#### [Task to carry out]
Below, copy every line of the entries word for word, starting with the line that contains "like (507, 355)." and continuing through the final line of the entries.

#### [Input]
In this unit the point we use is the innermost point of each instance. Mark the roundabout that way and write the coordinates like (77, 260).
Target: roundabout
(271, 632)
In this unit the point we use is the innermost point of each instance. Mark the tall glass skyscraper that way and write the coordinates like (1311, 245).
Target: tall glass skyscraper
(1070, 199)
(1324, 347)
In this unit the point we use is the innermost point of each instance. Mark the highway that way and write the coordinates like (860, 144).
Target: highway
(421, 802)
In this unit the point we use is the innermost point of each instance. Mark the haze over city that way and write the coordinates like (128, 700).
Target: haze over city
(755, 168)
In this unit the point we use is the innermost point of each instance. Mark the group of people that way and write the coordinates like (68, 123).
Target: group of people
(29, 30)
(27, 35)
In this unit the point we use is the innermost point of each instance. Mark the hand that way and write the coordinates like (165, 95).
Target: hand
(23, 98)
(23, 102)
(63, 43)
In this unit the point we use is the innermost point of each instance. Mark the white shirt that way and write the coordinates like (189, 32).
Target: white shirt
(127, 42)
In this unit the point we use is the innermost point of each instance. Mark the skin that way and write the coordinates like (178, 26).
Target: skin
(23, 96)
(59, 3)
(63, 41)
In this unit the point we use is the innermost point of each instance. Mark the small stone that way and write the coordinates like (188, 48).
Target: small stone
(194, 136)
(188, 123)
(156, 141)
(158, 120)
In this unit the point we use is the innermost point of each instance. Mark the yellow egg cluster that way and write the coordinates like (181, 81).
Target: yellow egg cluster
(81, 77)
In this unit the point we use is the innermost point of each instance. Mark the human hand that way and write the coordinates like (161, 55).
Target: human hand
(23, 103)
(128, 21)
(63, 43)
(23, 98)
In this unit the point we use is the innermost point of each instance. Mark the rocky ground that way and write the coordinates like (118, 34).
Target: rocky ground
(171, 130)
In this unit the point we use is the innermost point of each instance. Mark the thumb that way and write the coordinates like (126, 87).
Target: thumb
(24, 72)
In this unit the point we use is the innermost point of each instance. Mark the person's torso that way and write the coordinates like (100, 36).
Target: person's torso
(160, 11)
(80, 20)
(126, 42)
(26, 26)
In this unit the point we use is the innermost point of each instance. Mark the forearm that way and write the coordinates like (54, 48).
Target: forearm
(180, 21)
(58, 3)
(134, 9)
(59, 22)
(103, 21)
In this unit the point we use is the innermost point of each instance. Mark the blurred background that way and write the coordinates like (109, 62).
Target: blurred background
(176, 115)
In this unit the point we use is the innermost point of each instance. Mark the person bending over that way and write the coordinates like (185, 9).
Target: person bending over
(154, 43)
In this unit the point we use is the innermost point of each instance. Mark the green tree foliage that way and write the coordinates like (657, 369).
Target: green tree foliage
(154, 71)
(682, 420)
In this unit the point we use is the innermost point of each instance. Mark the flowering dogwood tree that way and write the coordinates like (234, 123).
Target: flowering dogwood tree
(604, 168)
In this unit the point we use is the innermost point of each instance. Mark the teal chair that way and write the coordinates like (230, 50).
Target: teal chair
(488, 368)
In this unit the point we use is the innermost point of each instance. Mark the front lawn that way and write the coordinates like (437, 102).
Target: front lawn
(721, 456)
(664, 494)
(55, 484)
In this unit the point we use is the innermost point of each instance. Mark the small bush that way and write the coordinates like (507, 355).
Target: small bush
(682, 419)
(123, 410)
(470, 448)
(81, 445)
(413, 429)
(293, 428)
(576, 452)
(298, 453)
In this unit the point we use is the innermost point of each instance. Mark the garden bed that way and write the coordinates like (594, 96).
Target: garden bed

#### [Exercise output]
In this unit the point we use is the innermost point of each instance. Mark the small bush that way and write the coordinates like (507, 355).
Target: small bush
(682, 419)
(123, 410)
(470, 448)
(81, 445)
(413, 429)
(293, 428)
(576, 452)
(298, 453)
In this unit the point we use is the innermost point of each instance. Mark the garden bed that way and write the coordinates like (594, 96).
Target: garden bed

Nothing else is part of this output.